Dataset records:
______________________________

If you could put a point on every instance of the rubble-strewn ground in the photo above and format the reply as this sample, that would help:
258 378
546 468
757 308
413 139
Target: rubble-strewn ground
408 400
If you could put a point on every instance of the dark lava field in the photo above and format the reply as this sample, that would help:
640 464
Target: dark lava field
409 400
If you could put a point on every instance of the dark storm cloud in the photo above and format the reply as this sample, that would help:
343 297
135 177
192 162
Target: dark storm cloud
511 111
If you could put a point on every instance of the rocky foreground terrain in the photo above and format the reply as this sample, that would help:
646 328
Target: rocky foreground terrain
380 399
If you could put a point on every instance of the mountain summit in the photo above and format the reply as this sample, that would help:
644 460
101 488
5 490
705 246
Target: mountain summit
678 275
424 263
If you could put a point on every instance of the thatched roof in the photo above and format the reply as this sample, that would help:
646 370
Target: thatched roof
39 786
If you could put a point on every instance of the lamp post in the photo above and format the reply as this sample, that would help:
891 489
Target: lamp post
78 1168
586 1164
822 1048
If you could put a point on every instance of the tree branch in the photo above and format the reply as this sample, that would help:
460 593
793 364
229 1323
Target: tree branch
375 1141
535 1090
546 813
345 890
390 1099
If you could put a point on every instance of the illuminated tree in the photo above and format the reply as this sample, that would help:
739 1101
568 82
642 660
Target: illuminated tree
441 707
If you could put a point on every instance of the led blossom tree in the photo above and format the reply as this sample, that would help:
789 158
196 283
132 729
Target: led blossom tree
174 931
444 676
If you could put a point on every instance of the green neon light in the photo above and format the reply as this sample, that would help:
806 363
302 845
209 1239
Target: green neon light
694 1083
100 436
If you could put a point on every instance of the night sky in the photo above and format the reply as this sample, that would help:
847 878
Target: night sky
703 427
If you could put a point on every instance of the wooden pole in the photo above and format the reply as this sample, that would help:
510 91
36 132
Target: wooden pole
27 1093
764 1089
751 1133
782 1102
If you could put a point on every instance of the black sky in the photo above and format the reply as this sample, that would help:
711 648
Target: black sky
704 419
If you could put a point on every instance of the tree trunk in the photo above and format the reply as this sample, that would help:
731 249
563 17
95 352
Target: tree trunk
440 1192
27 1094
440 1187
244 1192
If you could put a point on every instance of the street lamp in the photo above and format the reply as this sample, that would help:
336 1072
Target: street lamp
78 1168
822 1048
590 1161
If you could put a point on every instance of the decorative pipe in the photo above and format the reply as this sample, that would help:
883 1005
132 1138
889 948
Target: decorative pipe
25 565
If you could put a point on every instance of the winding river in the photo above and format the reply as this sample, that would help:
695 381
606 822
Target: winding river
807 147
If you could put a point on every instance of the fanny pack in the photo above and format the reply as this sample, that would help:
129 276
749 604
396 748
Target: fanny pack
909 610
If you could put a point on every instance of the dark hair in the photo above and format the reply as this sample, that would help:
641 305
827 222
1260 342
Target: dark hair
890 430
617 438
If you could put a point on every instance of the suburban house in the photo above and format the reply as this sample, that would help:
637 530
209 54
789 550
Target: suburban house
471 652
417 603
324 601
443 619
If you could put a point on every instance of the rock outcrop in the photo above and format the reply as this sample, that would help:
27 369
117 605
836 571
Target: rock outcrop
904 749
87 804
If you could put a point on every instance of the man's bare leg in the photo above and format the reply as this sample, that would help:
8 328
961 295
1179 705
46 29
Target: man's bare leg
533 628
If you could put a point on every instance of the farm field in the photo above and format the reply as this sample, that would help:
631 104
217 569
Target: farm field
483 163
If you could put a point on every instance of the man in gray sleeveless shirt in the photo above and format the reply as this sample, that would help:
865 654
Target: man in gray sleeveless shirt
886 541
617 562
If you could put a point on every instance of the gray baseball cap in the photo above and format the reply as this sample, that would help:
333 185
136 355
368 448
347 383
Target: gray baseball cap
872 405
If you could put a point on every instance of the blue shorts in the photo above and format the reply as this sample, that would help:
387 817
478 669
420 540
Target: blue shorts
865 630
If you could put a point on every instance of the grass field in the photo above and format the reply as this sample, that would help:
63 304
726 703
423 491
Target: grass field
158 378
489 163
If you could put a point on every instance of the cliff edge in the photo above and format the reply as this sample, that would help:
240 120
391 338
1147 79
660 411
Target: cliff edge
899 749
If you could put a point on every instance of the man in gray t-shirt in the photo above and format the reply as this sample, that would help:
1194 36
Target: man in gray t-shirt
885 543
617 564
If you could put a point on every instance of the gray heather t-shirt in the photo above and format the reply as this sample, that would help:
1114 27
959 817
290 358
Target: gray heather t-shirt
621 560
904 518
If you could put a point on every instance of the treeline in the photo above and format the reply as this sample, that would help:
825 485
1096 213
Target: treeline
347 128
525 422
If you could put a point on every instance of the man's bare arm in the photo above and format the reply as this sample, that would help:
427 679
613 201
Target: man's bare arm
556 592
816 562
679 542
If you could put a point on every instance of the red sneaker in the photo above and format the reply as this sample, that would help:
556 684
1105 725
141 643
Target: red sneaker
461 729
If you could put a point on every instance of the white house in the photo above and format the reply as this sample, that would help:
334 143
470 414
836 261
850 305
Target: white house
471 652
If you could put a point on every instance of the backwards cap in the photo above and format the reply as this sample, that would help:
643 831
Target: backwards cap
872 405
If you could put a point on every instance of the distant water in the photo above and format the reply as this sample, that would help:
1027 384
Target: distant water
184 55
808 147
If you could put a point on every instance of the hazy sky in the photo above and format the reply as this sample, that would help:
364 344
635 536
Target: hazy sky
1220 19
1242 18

______________________________

■ The task
Restate every entry word for word.

■ Task response
If you could put a point on every instance of the rubble-strewn ground in the photo above and format the reply as this sample, that would help:
258 378
546 468
757 308
413 139
Target: rubble-strewn ground
408 400
If you could put a point on every instance of the dark lava field in the photo above and format the reply as this sample, that would help:
640 464
Target: dark lava field
409 400
If you could put a point on every instance of the dark storm cloud in the photo above and format the reply as this sample, that would help:
343 297
135 177
192 162
Target: dark storm cloud
511 111
If you could put a point on every instance of the rocky foreground terrain in the photo above and format the reply as this sample, that would help:
646 328
Target: rocky foreground terrain
380 399
If you could put a point on every instance of the mountain summit in the photo above and format the reply as this sample, that would help:
644 460
101 488
5 490
705 246
Target: mountain summit
678 275
424 263
If you could put a point on every instance of the thatched roof in the photo above and format the reply as this sample, that would help:
646 370
Target: thatched roof
39 786
If you could put a point on every instance of the lamp post in the photo above and format the reply as this sample, that would help:
891 489
Target: lamp post
78 1168
586 1164
822 1048
If you could put a point on every instance of the tree branch in the photo above and format the reply as this sample, that would help:
460 593
793 364
229 1323
Target: tree branch
375 1141
535 1090
546 813
345 890
390 1099
If you could put a point on every instance of the illuminated tree in the photo above and format the reply as this sample, that would help:
739 1101
568 82
642 660
Target: illuminated tree
441 707
If you could put a point on every instance of the led blossom tree in the photo above and format the reply as this sample, that would help:
789 158
196 283
132 729
Target: led blossom tree
174 931
444 676
If you could put a point on every instance of the green neon light in the photo above and format the reply as this sample, that would help:
806 363
302 845
209 1239
Target: green neon light
694 1083
100 436
If you could put a point on every instance of the night sky in the photo above and format the reply as this sample, that would help:
847 878
Target: night sky
703 427
If you could put a point on every instance of the wooden pole in the photo above and format the reply as this sample, that would help:
510 91
36 132
Target: wooden pole
27 1093
764 1089
751 1133
782 1102
If you could put a point on every instance of the black sky in the photo above and format the reply as this sample, that would help:
711 648
Target: black sky
704 419
If you could put a point on every instance of the tree trunk in the photo above and format the reply as this sample, that would help:
731 249
563 17
95 352
Target: tree trunk
440 1192
27 1094
440 1187
244 1192
If you could put a point on every instance of the street lamp in the photo above and format the reply as this sample, that would help:
336 1072
Target: street lamp
78 1168
822 1048
590 1161
If you could put a point on every instance of the decorative pipe in the photo above and format the reply as this sample, that would help:
883 1005
132 1138
889 948
Target: decorative pipe
25 565
If you could put a point on every instance of the winding river in the photo above and format the reply as this sample, that would help:
695 381
606 822
Target: winding river
807 147
If you could put a point on every instance of the fanny pack in the photo above and format the reply as this sample, that would help:
129 276
749 604
396 748
Target: fanny pack
909 610
If you could put a point on every instance of the dark hair in the photo above and format the reply as this sample, that would help:
641 305
827 222
1260 342
Target: dark hair
890 430
617 438
If you could put a point on every instance of the suburban house in the photo above and format the reply as this sample, that would help:
637 530
209 54
789 550
Target: suburban house
471 652
417 603
324 601
443 619
If you could put a point on every instance of the rock outcrop in the photo above and format the reply as this sample, that would help:
27 369
117 605
836 571
Target: rock outcrop
904 749
87 804
If you could put a point on every instance of the man's bare leg in the photo above and format the reply as this sample, that would help:
8 328
961 295
1179 705
46 29
Target: man's bare leg
533 628
If you could put a point on every instance of the farm field in the photo above and format the reply as this sample, that would help:
631 104
217 569
Target: farm field
483 163
If you could put a point on every instance of the man in gray sleeveless shirt in the photo above and format the reply as this sample, that would help:
865 654
Target: man in gray sleeveless shirt
886 541
617 562
If you could put a point on every instance of the gray baseball cap in the photo above and format the reply as this sample, that would help:
333 185
136 355
368 448
347 383
Target: gray baseball cap
872 405
If you could put a point on every instance of the blue shorts in the photo above and format the reply as this sample, that would help:
387 817
478 669
420 540
Target: blue shorts
865 630
If you could put a point on every instance of the grass field in the photo above and format the reply as this sample, that would help:
63 304
726 703
423 491
Target: grass field
158 378
489 163
If you could put a point on every instance of the cliff edge in the photo above and format the reply as this sample, that would help:
240 120
391 338
1147 79
660 411
Target: cliff edge
899 749
If you could put a point on every instance of the man in gray t-shirt in the photo above and format the reply as this sample, that would help:
1194 36
Target: man in gray t-shirt
885 543
617 564
If you could put a point on every instance of the gray heather t-shirt in the photo above and format the reply as this sample, that would help:
1114 27
959 817
290 358
Target: gray heather t-shirt
621 560
904 518
If you could put a point on every instance of the treeline in the photo above and format the reply as this sample, that would help:
825 485
1096 213
Target: treeline
347 128
525 422
If you could put a point on every instance of the man's bare arm in the photo above and format the reply as this sample, that would help:
427 679
613 201
Target: man's bare arm
556 592
816 562
679 542
If you could put a point on every instance of the red sneaker in the photo above and format the reply as this sample, that would help:
556 684
1105 725
141 643
Target: red sneaker
461 729
If you could put a point on every instance of the white house in the photo above and format the reply as this sample, that would help:
334 143
470 414
836 261
850 305
Target: white house
471 652
If you could put a point on every instance of the backwards cap in the photo above and format the reply as this sample, that would help:
643 831
Target: backwards cap
872 405
If you could put a point on every instance of the distant water in the photo above and format the reply as this sample, that would help:
1027 384
Target: distant water
184 55
808 147
If you could put a point on every instance of the hazy sky in the photo above and format the reply as this sample, that would help:
364 344
635 536
Target: hazy sky
1220 19
1242 18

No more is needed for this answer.